-- What is being asked --
Rewrite the lines of the records starting at the line containing "pin: scratched window pane" and ending at the line containing "(0, 0), (449, 263)", changing "orange" to "amber" and leaving everything else unchanged.

-- Given information --
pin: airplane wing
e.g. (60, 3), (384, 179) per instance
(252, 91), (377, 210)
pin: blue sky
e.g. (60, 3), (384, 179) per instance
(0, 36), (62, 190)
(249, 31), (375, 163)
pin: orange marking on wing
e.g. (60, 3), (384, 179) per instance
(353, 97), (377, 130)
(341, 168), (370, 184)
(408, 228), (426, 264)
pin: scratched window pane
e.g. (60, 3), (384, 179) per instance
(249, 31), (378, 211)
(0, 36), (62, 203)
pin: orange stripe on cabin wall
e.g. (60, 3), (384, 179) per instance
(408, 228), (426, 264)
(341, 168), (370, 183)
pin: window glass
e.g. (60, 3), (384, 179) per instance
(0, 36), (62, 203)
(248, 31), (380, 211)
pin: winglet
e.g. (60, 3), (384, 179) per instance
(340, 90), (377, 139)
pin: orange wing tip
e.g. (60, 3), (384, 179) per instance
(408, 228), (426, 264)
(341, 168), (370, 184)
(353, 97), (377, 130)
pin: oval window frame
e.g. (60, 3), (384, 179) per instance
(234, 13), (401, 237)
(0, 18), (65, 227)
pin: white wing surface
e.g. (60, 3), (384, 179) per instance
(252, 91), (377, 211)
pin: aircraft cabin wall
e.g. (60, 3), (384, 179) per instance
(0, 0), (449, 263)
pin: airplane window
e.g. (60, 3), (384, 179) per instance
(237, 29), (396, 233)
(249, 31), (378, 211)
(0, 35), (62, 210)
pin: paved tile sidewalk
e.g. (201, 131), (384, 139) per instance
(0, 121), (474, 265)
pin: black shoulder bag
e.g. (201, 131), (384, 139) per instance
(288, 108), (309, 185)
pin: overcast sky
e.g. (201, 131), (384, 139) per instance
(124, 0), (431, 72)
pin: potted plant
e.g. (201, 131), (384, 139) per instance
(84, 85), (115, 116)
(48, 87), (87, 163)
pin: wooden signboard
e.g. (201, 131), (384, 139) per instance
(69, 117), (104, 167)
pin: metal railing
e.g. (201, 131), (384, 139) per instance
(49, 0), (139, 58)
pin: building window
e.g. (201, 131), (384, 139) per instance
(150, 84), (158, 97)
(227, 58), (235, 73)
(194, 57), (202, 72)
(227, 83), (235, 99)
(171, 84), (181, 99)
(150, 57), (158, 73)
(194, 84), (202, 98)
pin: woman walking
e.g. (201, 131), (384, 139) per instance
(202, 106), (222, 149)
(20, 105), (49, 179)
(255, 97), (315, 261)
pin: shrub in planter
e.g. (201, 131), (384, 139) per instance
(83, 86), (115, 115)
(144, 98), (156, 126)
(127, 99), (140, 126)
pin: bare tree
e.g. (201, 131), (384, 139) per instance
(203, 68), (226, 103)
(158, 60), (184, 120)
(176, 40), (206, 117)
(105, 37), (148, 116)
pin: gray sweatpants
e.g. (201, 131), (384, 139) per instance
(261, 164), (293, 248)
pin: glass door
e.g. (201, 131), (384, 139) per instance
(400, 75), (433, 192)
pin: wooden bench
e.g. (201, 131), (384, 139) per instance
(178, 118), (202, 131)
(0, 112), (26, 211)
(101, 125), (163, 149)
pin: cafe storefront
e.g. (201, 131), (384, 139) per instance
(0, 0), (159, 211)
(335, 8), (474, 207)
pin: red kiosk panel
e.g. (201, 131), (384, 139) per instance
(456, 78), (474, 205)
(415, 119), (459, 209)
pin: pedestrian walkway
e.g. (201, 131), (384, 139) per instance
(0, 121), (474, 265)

-- Task output --
pin: scratched window pane
e.g. (60, 3), (384, 179) per instance
(249, 31), (378, 211)
(0, 36), (62, 203)
pin: amber stripe on cabin wall
e.g. (60, 3), (384, 179) per instance
(408, 228), (426, 264)
(341, 168), (370, 183)
pin: window glass
e.g. (60, 3), (384, 179) per instance
(0, 36), (62, 203)
(248, 31), (380, 211)
pin: winglet
e.g. (60, 3), (384, 179) per instance
(340, 90), (377, 139)
pin: amber wing tip
e.g. (60, 3), (384, 179) per instance
(408, 228), (426, 264)
(341, 168), (370, 184)
(353, 97), (377, 130)
pin: oval window frame
e.g. (60, 3), (384, 179) per instance
(234, 13), (401, 237)
(0, 18), (65, 227)
pin: white wing surface
e.g. (60, 3), (384, 179) per instance
(252, 91), (377, 211)
pin: aircraft cabin wall
e.g. (60, 3), (384, 179) per instance
(0, 0), (449, 263)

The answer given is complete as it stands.